- [ABOUT THIS EXERCISE]: Render every entry exactly as it appears.

- [DATASET ENTRIES]:
--------------------------------

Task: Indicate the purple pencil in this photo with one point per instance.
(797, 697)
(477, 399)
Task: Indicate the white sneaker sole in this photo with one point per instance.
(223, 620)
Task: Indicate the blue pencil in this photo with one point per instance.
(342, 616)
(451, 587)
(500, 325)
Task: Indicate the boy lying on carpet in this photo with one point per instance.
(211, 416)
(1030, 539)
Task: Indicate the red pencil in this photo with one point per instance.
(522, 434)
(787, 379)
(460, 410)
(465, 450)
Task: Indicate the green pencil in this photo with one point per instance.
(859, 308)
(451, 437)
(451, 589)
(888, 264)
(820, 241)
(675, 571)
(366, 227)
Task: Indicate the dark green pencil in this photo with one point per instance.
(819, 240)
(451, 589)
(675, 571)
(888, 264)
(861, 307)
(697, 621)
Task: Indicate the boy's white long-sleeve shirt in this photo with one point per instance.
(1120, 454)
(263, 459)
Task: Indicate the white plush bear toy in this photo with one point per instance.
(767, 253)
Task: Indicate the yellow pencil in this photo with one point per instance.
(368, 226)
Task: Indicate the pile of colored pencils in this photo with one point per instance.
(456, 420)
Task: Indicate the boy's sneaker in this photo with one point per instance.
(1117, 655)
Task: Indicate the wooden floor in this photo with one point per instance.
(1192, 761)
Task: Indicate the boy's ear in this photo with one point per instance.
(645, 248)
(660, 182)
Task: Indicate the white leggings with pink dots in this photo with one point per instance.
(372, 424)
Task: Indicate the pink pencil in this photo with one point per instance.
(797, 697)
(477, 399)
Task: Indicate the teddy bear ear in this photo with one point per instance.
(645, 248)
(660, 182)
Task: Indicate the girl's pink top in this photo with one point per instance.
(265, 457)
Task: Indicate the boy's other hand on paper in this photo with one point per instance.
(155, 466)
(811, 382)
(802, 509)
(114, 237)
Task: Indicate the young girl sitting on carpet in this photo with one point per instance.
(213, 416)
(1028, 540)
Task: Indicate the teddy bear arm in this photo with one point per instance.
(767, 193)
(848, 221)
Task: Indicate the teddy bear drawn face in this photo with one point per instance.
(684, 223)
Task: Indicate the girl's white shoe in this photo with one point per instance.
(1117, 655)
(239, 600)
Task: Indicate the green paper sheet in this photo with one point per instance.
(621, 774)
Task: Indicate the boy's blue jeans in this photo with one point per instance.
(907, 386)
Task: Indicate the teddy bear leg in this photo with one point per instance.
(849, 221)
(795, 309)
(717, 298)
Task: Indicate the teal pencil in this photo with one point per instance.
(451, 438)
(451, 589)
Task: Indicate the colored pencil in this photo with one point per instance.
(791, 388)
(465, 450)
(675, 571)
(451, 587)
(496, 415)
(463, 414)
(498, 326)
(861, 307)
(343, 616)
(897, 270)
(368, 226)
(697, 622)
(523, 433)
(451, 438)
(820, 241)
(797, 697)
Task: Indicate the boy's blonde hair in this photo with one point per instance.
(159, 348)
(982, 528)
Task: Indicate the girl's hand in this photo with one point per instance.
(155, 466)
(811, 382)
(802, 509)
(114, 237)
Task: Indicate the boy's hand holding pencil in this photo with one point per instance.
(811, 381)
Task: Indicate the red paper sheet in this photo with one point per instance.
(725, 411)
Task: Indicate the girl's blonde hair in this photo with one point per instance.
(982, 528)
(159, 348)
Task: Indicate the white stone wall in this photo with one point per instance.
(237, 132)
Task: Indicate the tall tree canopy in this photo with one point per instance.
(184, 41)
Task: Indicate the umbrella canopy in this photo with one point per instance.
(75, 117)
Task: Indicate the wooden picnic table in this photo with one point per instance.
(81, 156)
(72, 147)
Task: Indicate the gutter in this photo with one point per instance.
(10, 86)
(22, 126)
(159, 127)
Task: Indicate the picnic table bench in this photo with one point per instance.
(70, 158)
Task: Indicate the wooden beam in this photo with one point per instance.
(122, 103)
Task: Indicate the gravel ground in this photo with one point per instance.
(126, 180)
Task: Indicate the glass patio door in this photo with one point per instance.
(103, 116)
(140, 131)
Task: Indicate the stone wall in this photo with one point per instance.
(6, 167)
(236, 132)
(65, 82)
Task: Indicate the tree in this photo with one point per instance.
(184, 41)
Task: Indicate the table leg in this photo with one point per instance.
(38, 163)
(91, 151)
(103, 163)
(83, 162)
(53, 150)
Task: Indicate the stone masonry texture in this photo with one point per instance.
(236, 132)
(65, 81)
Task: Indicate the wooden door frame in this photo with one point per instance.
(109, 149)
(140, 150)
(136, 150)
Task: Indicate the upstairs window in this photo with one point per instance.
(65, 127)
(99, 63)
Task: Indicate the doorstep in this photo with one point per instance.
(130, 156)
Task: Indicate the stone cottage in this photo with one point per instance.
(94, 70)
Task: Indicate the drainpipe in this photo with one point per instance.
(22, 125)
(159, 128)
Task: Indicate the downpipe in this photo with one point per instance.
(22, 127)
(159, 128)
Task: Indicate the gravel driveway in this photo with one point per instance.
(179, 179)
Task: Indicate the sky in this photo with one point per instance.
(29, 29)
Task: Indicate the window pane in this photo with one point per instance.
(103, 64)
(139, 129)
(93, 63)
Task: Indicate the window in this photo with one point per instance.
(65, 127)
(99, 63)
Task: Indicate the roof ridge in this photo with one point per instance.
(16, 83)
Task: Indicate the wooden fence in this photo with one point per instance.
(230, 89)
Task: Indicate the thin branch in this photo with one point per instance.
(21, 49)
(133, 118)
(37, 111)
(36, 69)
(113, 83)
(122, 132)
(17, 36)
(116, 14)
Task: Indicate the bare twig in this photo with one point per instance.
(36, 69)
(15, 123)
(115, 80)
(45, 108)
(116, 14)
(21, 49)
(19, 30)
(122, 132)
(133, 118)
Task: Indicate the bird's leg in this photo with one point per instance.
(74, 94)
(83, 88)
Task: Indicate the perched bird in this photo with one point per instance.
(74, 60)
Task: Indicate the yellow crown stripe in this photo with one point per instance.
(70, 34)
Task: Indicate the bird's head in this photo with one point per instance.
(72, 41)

--------------------------------

- [SOLUTION TO THIS PROBLEM]:
Task: Indicate the purple pencil in this photo with one point per instance.
(797, 697)
(477, 399)
Task: Indicate the white sneaker sole in this photo with one point per instance.
(223, 620)
Task: Indicate the blue pencil in this photo with one point per instance.
(342, 616)
(451, 587)
(500, 325)
Task: Indicate the boy lying on carpet in this photo with one point per instance.
(211, 416)
(1030, 539)
Task: Indicate the red pencil in this photo with one point per instance.
(522, 434)
(787, 379)
(460, 410)
(465, 450)
Task: Indicate the green pencil in this photo with one point per instance.
(859, 308)
(451, 437)
(451, 589)
(888, 264)
(820, 241)
(675, 571)
(366, 227)
Task: Indicate the dark green pencil in this photo with one point per instance.
(819, 240)
(451, 589)
(675, 571)
(888, 264)
(861, 307)
(697, 621)
Task: Indicate the boy's white long-sleeve shirt in this photo with one point per instance.
(1120, 454)
(263, 459)
Task: Indicate the white plush bear toy in this photo with one point per instance.
(767, 253)
Task: Indicate the yellow pencil in this photo with one point per instance.
(368, 226)
Task: Indicate the pile of colored pencils in this photo with one point per instance.
(456, 420)
Task: Indicate the boy's sneaker in this photo with one point per instance.
(1117, 655)
Task: Indicate the wooden floor in this photo with one point per instance.
(1192, 761)
Task: Indicate the boy's ear in this photo with one point per instance.
(645, 248)
(660, 182)
Task: Indicate the white leggings with pink dots in this photo with one point per instance.
(372, 424)
Task: Indicate the pink pencil in this photo with one point per instance.
(797, 697)
(477, 399)
Task: Indicate the teddy bear ear in this photo with one point per instance.
(645, 248)
(660, 182)
Task: Indicate the girl's pink top in this photo with one point per instance.
(265, 457)
Task: Indicate the boy's other hand on paper in this photo with one point per instance.
(155, 466)
(811, 382)
(802, 509)
(114, 237)
Task: Indicate the young girl sitting on carpet in this photo with one point per instance.
(213, 416)
(1028, 540)
Task: Indicate the teddy bear arm in this photo with one point per instance.
(767, 193)
(848, 221)
Task: Indicate the teddy bear drawn face in this photo with one point per instance.
(684, 223)
Task: Indicate the girl's white shoe in this photo with one point per instance.
(1117, 655)
(239, 600)
Task: Indicate the green paper sheet in this photo with one point per instance.
(621, 774)
Task: Indicate the boy's blue jeans in this photo with one point per instance.
(907, 386)
Task: Indicate the teddy bear leg in this photo with one point per instance.
(849, 221)
(795, 309)
(717, 298)
Task: Indicate the teal pencil in this photo with one point per instance.
(451, 438)
(451, 589)
Task: Indicate the colored pencil in this photo with one point per instance.
(791, 388)
(465, 450)
(675, 571)
(451, 587)
(496, 415)
(463, 414)
(498, 326)
(861, 307)
(343, 616)
(897, 270)
(368, 226)
(697, 622)
(523, 433)
(451, 438)
(820, 241)
(797, 697)
Task: Indicate the boy's blonde hair in this photo with one point per instance.
(159, 348)
(982, 528)
Task: Indicate the girl's hand in this photo with one point per instance.
(155, 466)
(811, 382)
(802, 509)
(114, 237)
Task: Indicate the boy's hand holding pencil in this photo with one point per instance.
(811, 381)
Task: Indicate the red paper sheet in this photo with one point per instance.
(725, 411)
Task: Indicate the girl's blonde hair in this photo with one point per instance.
(982, 528)
(159, 348)
Task: Indicate the white stone wall in this photo with one point per instance.
(237, 132)
Task: Indicate the tall tree canopy in this photo with one point per instance.
(184, 41)
Task: Indicate the umbrella canopy in this photo with one point per instance.
(75, 117)
Task: Indicate the wooden picnic table in this photo with one point per instance.
(81, 156)
(72, 147)
Task: Indicate the gutter in this photo with one point per instance.
(10, 86)
(22, 126)
(159, 127)
Task: Indicate the picnic table bench in this photo with one point per instance.
(70, 158)
Task: Indicate the wooden beam in this photo with one point per instance.
(122, 103)
Task: Indicate the gravel ground in this photo with one point per instance.
(126, 180)
Task: Indicate the glass patio door in this photo with one point per instance.
(103, 116)
(140, 131)
Task: Indicate the stone wall in this photo with one point per instance.
(6, 167)
(236, 132)
(65, 82)
Task: Indicate the tree in this photo with one point per instance.
(184, 41)
Task: Indicate the table leg in this photo with one point per instance.
(38, 163)
(91, 151)
(103, 163)
(83, 162)
(53, 150)
Task: Indicate the stone masonry texture in this photo with one point per instance.
(236, 132)
(65, 81)
Task: Indicate the wooden door frame in this photo with one point per instance.
(109, 149)
(140, 150)
(136, 150)
Task: Indicate the upstairs window in this photo with one point per instance.
(65, 127)
(99, 63)
Task: Indicate the doorstep in this photo with one point per instance.
(130, 156)
Task: Indicate the stone cottage in this photo with one point per instance.
(94, 70)
Task: Indicate the drainpipe in this photo with one point per instance.
(22, 125)
(159, 128)
Task: Indicate the downpipe in this photo with one point per instance.
(22, 127)
(159, 128)
Task: Indicate the gravel driveway in this photo with one point per instance.
(179, 179)
Task: Indicate the sky in this photo with one point per instance.
(29, 29)
Task: Indicate the window pane in this photo with one point per instance.
(103, 64)
(139, 129)
(93, 63)
Task: Indicate the window in this photo with one point per instance.
(65, 127)
(99, 63)
Task: Indicate the roof ridge in this photo with one point per instance.
(16, 83)
Task: Indicate the wooden fence in this photo with one point per instance.
(230, 89)
Task: Indicate the thin branch in this photo with one point per instance.
(21, 49)
(133, 118)
(37, 111)
(36, 69)
(113, 83)
(122, 132)
(17, 36)
(116, 14)
Task: Indicate the bare twig in this photo with one point per instance.
(36, 69)
(15, 123)
(115, 80)
(45, 108)
(116, 14)
(21, 49)
(19, 30)
(122, 132)
(133, 118)
Task: Indicate the bird's leg in this photo with one point per instance.
(74, 94)
(83, 88)
Task: Indicate the perched bird in this photo with one point per instance.
(74, 60)
Task: Indicate the yellow crown stripe in this photo with one point per instance.
(70, 34)
Task: Indicate the bird's head in this photo with one point per instance.
(72, 41)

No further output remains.